(Collected data)
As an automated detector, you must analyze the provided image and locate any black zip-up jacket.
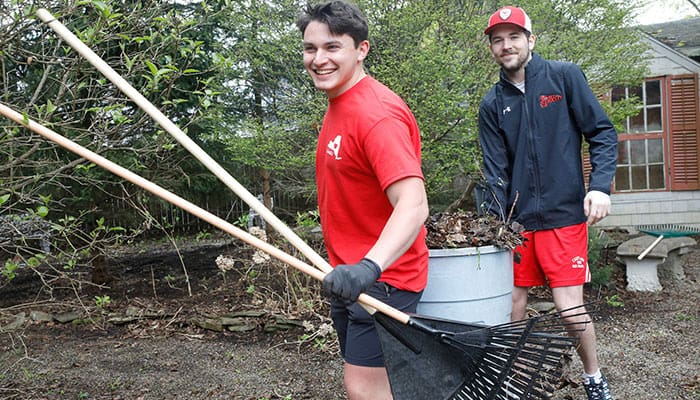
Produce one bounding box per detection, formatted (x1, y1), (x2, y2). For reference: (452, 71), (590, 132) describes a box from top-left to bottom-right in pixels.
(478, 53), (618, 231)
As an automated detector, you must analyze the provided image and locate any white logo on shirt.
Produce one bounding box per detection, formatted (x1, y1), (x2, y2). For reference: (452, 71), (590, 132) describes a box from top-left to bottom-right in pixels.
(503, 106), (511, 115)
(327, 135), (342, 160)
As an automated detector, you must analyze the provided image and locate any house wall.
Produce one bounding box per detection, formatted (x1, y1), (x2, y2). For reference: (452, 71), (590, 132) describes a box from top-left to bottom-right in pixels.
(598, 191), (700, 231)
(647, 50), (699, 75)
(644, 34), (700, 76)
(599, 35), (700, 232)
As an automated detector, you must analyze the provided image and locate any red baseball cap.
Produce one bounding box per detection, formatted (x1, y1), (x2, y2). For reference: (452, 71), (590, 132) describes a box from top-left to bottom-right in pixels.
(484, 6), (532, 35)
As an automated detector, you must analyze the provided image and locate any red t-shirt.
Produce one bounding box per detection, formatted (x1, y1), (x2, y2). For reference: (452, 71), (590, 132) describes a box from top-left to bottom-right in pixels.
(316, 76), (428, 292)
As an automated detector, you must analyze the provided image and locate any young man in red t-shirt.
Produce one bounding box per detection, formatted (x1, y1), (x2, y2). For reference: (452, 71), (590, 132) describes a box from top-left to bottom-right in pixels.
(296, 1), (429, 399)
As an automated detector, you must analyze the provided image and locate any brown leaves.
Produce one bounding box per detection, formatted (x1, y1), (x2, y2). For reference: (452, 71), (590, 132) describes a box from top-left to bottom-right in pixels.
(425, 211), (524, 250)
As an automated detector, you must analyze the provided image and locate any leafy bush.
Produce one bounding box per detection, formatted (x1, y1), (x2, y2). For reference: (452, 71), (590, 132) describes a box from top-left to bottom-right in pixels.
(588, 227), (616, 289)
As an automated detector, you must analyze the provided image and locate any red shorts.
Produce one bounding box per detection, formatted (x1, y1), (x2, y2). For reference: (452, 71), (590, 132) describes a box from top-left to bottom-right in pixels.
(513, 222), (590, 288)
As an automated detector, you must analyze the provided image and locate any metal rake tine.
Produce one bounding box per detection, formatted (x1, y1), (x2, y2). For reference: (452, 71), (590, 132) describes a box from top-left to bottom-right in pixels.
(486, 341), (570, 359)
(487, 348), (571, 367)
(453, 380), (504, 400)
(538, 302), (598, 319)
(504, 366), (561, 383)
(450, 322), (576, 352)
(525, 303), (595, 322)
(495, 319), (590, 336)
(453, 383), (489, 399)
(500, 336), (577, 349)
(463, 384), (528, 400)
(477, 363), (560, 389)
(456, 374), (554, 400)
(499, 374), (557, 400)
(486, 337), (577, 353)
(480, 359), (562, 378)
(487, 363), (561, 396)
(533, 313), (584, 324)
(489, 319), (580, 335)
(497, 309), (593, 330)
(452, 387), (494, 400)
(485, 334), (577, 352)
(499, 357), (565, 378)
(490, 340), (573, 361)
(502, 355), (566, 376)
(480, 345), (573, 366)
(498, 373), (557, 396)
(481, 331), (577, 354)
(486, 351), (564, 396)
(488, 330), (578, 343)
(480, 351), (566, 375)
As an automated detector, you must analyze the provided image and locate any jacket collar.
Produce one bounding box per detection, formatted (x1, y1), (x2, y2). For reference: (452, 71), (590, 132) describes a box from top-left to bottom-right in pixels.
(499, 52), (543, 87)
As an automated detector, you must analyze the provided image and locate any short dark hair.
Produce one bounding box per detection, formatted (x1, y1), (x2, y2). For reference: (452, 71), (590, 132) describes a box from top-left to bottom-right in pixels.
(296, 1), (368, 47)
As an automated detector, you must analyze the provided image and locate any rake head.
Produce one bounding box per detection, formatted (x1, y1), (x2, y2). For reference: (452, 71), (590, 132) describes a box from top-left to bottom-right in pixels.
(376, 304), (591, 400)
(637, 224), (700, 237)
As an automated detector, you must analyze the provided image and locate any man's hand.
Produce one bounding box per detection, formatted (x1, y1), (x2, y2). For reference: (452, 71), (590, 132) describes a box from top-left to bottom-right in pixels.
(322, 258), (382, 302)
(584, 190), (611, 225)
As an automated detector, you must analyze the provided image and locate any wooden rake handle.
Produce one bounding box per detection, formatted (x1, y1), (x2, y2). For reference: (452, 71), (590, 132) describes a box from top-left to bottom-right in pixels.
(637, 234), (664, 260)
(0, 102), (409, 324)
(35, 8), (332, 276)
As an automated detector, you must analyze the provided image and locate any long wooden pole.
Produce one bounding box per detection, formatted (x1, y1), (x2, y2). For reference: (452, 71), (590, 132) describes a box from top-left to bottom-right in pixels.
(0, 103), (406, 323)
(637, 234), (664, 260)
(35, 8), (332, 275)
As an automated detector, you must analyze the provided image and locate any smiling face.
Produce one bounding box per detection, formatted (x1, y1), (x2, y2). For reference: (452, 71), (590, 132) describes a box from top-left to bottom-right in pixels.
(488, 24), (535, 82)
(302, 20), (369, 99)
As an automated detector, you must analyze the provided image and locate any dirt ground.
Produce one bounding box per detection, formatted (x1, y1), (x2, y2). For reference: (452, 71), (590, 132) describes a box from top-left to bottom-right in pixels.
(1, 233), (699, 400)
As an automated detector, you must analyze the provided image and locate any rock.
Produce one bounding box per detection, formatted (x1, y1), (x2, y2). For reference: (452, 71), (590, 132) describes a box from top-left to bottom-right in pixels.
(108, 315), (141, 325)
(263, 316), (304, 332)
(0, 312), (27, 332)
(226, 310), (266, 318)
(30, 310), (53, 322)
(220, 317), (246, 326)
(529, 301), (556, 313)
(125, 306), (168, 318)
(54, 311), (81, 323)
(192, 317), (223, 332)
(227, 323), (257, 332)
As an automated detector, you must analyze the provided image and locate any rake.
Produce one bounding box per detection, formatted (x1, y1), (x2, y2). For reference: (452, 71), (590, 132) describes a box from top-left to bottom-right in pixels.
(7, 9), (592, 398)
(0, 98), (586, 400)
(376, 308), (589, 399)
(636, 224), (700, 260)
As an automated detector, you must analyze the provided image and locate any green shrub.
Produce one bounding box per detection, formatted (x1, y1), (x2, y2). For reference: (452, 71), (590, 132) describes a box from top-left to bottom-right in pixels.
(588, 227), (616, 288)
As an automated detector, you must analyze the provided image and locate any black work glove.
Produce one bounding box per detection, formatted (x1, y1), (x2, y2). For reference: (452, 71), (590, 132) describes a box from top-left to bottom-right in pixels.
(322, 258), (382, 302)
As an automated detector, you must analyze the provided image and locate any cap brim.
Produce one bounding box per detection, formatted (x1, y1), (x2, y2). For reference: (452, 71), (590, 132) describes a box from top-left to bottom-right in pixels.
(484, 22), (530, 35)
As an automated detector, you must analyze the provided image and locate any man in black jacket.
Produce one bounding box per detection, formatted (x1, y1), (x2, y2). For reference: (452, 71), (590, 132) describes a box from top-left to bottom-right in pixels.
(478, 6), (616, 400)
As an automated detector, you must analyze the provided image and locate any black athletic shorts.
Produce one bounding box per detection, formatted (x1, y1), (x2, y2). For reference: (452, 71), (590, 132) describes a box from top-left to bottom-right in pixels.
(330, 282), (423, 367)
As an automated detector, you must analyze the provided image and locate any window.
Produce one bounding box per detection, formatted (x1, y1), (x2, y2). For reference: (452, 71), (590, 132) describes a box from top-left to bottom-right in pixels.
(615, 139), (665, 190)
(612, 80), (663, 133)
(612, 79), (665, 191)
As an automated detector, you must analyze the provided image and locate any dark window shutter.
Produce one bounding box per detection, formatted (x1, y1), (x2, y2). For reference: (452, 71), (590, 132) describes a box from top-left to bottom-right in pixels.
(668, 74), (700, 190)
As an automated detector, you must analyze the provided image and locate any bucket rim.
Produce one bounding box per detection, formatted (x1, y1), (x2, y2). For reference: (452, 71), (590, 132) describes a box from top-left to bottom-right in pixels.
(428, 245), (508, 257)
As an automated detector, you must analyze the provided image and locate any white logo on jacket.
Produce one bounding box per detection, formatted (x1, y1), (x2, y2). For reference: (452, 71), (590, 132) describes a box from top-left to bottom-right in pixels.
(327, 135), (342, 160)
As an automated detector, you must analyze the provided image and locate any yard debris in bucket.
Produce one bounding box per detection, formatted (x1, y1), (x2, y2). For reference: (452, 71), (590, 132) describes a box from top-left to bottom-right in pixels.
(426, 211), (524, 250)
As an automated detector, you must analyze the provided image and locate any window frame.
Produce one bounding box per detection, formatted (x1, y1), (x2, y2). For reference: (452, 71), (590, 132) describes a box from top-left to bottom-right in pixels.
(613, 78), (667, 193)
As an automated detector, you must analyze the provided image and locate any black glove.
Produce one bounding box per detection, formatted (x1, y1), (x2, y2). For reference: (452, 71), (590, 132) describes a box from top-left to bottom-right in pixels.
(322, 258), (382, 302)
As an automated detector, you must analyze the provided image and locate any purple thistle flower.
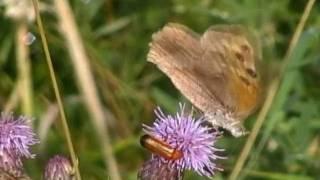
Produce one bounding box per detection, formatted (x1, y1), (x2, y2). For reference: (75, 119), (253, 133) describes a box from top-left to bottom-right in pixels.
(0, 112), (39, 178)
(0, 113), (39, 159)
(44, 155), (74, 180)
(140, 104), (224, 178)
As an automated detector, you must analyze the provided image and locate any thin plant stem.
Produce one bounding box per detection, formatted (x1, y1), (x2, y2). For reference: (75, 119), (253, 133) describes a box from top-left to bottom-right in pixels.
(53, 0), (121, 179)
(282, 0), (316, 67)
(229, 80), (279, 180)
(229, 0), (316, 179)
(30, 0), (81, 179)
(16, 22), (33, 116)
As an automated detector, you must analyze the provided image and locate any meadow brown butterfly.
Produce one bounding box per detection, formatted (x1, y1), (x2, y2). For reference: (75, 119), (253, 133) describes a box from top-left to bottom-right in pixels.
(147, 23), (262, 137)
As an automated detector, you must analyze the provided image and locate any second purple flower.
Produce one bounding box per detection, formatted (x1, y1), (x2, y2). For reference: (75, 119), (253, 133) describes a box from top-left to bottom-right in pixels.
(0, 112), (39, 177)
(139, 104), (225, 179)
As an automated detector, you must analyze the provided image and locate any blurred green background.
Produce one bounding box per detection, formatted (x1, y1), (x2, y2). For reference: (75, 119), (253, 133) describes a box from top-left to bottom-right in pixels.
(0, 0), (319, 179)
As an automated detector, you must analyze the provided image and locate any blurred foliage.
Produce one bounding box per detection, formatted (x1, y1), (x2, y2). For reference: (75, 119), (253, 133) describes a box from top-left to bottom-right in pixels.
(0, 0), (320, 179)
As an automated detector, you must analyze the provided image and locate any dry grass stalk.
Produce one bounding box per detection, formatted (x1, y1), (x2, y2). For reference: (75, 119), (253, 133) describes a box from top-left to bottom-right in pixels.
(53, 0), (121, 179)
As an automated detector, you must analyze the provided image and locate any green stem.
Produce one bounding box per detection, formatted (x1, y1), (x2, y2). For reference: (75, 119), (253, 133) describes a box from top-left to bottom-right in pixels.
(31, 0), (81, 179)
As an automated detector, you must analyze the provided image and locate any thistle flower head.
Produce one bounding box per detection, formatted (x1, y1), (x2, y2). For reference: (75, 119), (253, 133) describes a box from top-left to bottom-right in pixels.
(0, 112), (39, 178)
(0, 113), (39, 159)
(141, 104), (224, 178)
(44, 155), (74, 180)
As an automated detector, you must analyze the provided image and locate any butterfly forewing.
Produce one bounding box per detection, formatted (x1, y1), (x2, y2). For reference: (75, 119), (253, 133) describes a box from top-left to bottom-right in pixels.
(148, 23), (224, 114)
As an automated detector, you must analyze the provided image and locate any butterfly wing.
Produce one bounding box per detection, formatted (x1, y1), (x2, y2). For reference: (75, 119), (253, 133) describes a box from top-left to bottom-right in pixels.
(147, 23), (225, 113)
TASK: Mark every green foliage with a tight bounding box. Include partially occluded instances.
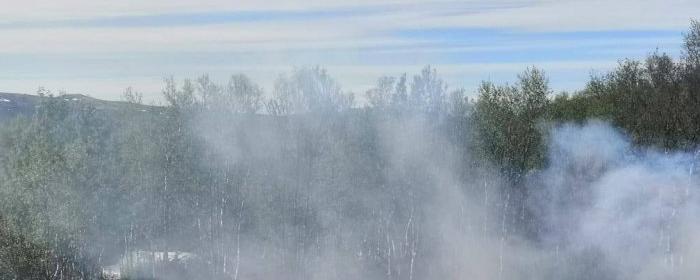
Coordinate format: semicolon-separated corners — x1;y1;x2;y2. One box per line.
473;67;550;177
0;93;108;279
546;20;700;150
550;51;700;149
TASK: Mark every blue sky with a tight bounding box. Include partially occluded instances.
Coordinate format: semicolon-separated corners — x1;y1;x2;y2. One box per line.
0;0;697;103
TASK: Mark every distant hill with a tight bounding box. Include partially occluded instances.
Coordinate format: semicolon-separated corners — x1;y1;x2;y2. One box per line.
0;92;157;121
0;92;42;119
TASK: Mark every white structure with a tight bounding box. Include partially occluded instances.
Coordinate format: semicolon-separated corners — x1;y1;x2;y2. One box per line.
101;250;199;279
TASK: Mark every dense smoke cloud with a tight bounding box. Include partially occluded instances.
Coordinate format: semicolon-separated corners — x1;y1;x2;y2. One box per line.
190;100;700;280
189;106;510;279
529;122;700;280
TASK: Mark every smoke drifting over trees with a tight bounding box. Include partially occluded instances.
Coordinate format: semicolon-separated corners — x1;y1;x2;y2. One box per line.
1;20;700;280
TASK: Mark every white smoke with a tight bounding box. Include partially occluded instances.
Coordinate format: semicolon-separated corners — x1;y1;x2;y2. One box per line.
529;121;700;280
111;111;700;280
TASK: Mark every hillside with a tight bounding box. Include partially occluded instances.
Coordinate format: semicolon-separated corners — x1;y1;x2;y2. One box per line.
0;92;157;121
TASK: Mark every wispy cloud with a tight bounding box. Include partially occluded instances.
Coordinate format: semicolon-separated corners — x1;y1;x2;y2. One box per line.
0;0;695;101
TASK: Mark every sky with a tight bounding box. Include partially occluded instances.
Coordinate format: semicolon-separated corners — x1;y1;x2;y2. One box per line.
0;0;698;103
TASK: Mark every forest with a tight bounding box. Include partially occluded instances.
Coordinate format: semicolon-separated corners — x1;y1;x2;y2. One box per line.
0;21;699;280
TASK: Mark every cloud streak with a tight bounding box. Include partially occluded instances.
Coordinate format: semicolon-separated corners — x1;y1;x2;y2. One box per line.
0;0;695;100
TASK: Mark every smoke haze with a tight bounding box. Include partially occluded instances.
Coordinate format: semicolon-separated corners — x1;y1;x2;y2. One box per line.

- WORK ORDER -
Which lines of the entries above contain the word "blurred"? Copy each of them.

- TASK SOLUTION -
As an automated detector, you must analyze the provided image and locate any blurred green background.
As an automated detector, you must analyze the provided image and locate any blurred foliage.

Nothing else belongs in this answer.